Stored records
------------------------------------------------------------

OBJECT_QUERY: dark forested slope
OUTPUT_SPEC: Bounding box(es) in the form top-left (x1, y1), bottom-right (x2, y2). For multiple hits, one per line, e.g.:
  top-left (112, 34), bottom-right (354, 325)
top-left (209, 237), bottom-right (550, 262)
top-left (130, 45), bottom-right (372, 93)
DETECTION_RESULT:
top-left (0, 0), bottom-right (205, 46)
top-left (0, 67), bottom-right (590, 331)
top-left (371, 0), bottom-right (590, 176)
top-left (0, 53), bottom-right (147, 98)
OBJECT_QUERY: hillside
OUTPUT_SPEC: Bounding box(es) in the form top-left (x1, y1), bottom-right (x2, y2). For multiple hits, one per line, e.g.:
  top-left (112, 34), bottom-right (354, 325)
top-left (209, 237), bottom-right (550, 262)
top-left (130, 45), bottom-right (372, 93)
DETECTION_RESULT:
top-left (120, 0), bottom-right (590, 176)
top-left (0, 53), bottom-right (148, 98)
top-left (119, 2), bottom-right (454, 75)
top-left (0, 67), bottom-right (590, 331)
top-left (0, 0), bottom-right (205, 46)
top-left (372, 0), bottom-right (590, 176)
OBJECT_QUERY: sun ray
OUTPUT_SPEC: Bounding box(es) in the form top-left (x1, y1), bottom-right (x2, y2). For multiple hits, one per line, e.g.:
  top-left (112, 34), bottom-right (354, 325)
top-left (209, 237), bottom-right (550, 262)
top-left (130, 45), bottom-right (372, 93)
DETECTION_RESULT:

------------------------------------------------------------

• SHORT EXERCISE
Reproduce every line of the entries above verbatim.

• WRITTEN RESPONSE
OBJECT_QUERY: dark forested slope
OUTPUT_SPEC: Bounding box(es) in the form top-left (x1, y1), bottom-right (x2, y2). For multiple hits, one per line, e.g.:
  top-left (112, 34), bottom-right (354, 325)
top-left (209, 237), bottom-right (550, 262)
top-left (130, 45), bottom-right (372, 93)
DETECTION_RESULT:
top-left (0, 0), bottom-right (205, 46)
top-left (0, 67), bottom-right (590, 331)
top-left (371, 0), bottom-right (590, 176)
top-left (0, 53), bottom-right (147, 98)
OBJECT_QUERY: hillside
OUTPUT_SPEC: Bounding box(es) in the form top-left (x1, y1), bottom-right (x2, y2). For multiple hits, one per line, e.g.:
  top-left (112, 34), bottom-right (354, 325)
top-left (209, 237), bottom-right (550, 262)
top-left (130, 45), bottom-right (372, 93)
DETECTION_RESULT:
top-left (120, 0), bottom-right (590, 176)
top-left (0, 53), bottom-right (148, 98)
top-left (119, 2), bottom-right (454, 75)
top-left (0, 67), bottom-right (590, 331)
top-left (0, 0), bottom-right (205, 46)
top-left (372, 0), bottom-right (590, 176)
OBJECT_QUERY: sun ray
OUTPUT_SPEC: Bounding box(es) in the form top-left (x1, y1), bottom-right (x2, y2). For multiple hits, one per line, e.g.:
  top-left (112, 34), bottom-right (354, 325)
top-left (209, 237), bottom-right (550, 262)
top-left (130, 45), bottom-right (372, 93)
DETECTION_RESULT:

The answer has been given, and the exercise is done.